* Extracted text *
Monday 5 December 2011

Media Concepts revision notes.

Multiple choice questions:
Mass culture theory:
-          Pierre Bourdieu; asks how logic of taste and preference work challenges notions of innate taste or ‘authentic’ sensibilities.
-          Different forms of culture provide different forms of pleasure.
-          Tastes and notions of quality are socially constructed. Used differently by different groups to gain status.
-          Cultural Capital; invest into consumption practices- acquiring status – producing symbolic capital of power. Can be acquired through education and its value can shift when context is changed.

Saussure/Signs – semiotics:
-          Language not just a way of classifying objects in an external world
-          Words only have meaning as parts of systems  i.e. languages
-          Langue = the system or language
-          Parole = actual utterances of words
-          Signifier (concept)+signified (word)=sign
-          Signs only have meaning within particular systems of meaning
-          Denotation and connotation.
-          Pierce: Symbolic; signs in which the relationship between the sign and its meaning are totally arbitary, Iconic; signs that resemble their meaning in some way, and Indexical signs; signs that indicate what they stand for.

Structuralism (Wright, Eco, Barthes):
-          Propp - 'narratemes' - he designed a structure of narratemes made up of 8 character roles, and 31 basic narratemes.
-          Todorov supports Propp, claiming all stories have the same universal formal properties.
-          Wright = westerns and Eco = James Bond.

Fabula/syuzhet  (Bordwell):
-          Fabula is deducted from Syuzhet
-          Syuzhet is an employment of narrative and fabula is the chronological order of the retold events.

Genre Theory:
-          Another way to explore the media text constructed meaning.
-          Genre is a signifying system; a paradigm (lists of possible signs from which particular signs are selected to form syntagms).
-          Agents of ‘ideological closure’
-          Limit meaning potential; ‘Contract’ between producer and audiences as to content; Annoying when broken.
-          There are usually generic features to genres. But there is also genre hybridity.
-          Genre changes and develops over time.

* Recorded information *
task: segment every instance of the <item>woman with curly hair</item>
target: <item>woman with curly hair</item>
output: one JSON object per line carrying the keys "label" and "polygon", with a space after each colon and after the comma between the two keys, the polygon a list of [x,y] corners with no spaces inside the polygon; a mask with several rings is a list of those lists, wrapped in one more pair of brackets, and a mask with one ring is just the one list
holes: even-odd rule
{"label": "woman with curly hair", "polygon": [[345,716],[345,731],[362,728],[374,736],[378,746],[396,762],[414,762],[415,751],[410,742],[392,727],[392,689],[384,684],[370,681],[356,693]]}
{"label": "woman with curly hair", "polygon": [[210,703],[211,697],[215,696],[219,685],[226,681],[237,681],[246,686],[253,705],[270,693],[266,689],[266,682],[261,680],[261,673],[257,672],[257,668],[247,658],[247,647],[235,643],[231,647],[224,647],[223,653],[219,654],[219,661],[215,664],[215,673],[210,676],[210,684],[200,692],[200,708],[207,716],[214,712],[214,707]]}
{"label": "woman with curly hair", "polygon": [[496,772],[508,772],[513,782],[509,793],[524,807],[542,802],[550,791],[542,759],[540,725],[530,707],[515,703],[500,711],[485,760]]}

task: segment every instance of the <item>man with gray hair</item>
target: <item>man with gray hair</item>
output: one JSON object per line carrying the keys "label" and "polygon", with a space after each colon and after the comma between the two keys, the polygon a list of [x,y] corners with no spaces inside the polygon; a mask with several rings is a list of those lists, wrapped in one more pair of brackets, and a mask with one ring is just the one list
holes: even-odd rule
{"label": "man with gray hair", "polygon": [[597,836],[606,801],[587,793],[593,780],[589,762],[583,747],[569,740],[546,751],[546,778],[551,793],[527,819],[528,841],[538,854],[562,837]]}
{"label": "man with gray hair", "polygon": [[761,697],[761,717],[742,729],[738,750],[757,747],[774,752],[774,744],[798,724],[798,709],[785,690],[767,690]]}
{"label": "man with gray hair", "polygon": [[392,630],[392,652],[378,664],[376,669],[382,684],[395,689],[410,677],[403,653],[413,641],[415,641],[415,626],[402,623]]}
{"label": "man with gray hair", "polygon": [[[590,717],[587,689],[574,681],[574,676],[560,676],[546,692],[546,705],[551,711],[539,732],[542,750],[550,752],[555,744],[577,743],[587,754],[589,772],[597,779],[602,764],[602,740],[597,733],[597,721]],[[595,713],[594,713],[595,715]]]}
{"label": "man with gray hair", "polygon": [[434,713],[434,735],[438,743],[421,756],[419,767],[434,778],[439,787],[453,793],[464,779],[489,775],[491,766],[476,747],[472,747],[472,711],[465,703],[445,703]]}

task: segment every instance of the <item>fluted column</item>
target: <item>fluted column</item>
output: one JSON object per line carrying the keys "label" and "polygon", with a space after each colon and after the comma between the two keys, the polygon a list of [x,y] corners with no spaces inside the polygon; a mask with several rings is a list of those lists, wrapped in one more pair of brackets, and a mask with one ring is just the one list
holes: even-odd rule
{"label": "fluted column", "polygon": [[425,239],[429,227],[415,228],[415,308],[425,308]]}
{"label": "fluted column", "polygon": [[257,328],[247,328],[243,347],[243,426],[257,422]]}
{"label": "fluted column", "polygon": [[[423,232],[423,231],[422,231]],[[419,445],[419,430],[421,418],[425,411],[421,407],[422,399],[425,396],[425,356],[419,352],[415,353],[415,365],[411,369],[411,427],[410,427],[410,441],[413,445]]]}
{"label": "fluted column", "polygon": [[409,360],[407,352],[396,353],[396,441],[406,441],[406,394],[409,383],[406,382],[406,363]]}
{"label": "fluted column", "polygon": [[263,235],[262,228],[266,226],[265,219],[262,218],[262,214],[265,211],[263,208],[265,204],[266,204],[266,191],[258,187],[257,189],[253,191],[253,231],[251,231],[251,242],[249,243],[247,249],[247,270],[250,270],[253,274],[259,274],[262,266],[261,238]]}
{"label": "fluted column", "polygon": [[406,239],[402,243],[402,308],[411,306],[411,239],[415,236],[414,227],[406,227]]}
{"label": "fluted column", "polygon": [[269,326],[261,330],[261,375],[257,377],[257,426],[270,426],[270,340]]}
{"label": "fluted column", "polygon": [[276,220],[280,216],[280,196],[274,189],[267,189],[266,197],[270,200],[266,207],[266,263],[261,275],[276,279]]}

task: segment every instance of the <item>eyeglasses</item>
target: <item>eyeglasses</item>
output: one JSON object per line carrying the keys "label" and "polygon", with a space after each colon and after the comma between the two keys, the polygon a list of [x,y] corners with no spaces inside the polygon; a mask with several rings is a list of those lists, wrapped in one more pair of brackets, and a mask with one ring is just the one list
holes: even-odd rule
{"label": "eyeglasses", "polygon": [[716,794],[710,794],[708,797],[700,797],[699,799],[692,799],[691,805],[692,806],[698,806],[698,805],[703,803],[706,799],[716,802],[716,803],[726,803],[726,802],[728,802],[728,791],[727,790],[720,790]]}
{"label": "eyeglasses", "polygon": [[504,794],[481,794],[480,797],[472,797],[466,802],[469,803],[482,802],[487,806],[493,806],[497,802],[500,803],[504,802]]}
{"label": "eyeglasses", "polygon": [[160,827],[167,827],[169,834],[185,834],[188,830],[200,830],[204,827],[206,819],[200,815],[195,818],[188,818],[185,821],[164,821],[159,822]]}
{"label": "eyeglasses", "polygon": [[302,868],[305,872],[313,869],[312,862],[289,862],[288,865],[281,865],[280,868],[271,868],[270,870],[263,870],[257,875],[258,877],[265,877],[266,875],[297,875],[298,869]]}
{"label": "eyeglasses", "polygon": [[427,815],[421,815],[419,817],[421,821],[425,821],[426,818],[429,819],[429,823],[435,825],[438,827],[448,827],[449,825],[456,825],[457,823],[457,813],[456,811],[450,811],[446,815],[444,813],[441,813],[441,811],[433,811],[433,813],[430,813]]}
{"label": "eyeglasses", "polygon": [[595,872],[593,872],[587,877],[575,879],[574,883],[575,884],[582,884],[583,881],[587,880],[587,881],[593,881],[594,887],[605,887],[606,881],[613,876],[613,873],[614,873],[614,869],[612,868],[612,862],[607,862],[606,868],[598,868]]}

* Required actions *
1 > Transcribe the media concepts revision notes starting with "-          Wright = westerns" and going on through "the retold events.".
2 > Summarize the media concepts revision notes in two sentences.
3 > Answer these questions about the media concepts revision notes:
(a) How many character roles make up Propp's structure of narratemes?
(b) Which genre is Wright paired with?
(c) What does "Langue" refer to?
The listing comes from a different source than the revision notes.

* Completed exercise *
1 >
-          Wright = westerns and Eco = James Bond.

Fabula/syuzhet  (Bordwell):
-          Fabula is deducted from Syuzhet
-          Syuzhet is an employment of narrative and fabula is the chronological order of the retold events.

2 > The notes review mass culture theory, semiotics, structuralism, fabula and syuzhet, and genre theory. They record Bourdieu's argument that tastes are socially constructed and used by groups to gain status, and they describe genre as a signifying system that limits meaning and changes over time.

3 >
(a) 8
(b) Westerns
(c) The system or language